DOCUMENT:
In my case reimporting the dump took ~15 hours (meanwhile the node was offline). Brace yourself for your node reputation…

Unfortunately reimporting the dump did not go well:

/data # sqlite3 orders.db ".read dump_all_notrans.sql"
Error: near line 762471: NOT NULL constraint failed: order_archive_.archived_at
Error: near line 762472: NOT NULL constraint failed: order_archive_.archived_at
Error: near line 762473: NOT NULL constraint failed: order_archive_.archived_at
Error: near line 762474: NOT NULL constraint failed: order_archive_.archived_at
Error: near line 762475: NOT NULL constraint failed: order_archive_.archived_at
Error: near line 762476: NOT NULL constraint failed: order_archive_.archived_at
Error: near line 762477: NOT NULL constraint failed: order_archive_.archived_at
Error: near line 762478: NOT NULL constraint failed: order_archive_.archived_at
Error: near line 762487: NOT NULL constraint failed: order_archive_.archived_at
Error: near line 762488: NOT NULL constraint failed: order_archive_.archived_at
Error: near line 762489: NOT NULL constraint failed: order_archive_.archived_at
Error: near line 762490: NOT NULL constraint failed: order_archive_.archived_at
Error: near line 762491: NOT NULL constraint failed: order_archive_.archived_at
Error: near line 762492: NOT NULL constraint failed: order_archive_.archived_at
Error: near line 762493: NOT NULL constraint failed: order_archive_.archived_at
Error: near line 762494: NOT NULL constraint failed: order_archive_.archived_at
Error: near line 762716: UNIQUE constraint failed: unsent_order.satellite_id, unsent_order.serial_number

And as step 16 states:

If you are lucky and all corrupted sqlite3 databases are fixed, then you can start the storagenode again.

Warning . If you were not successful with the fix of the database, then your stat is lost.

INSTRUCTION: Transcribe the database-reimport post starting with "If you are lucky" and going on through "stat is lost.".

PROVIDED RECORDS:
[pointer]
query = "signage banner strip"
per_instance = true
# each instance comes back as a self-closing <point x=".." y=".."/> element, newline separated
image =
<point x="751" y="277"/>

ANSWER FOR THE TASK:
If you are lucky and all corrupted sqlite3 databases are fixed, then you can start the storagenode again.

Warning . If you were not successful with the fix of the database, then your stat is lost.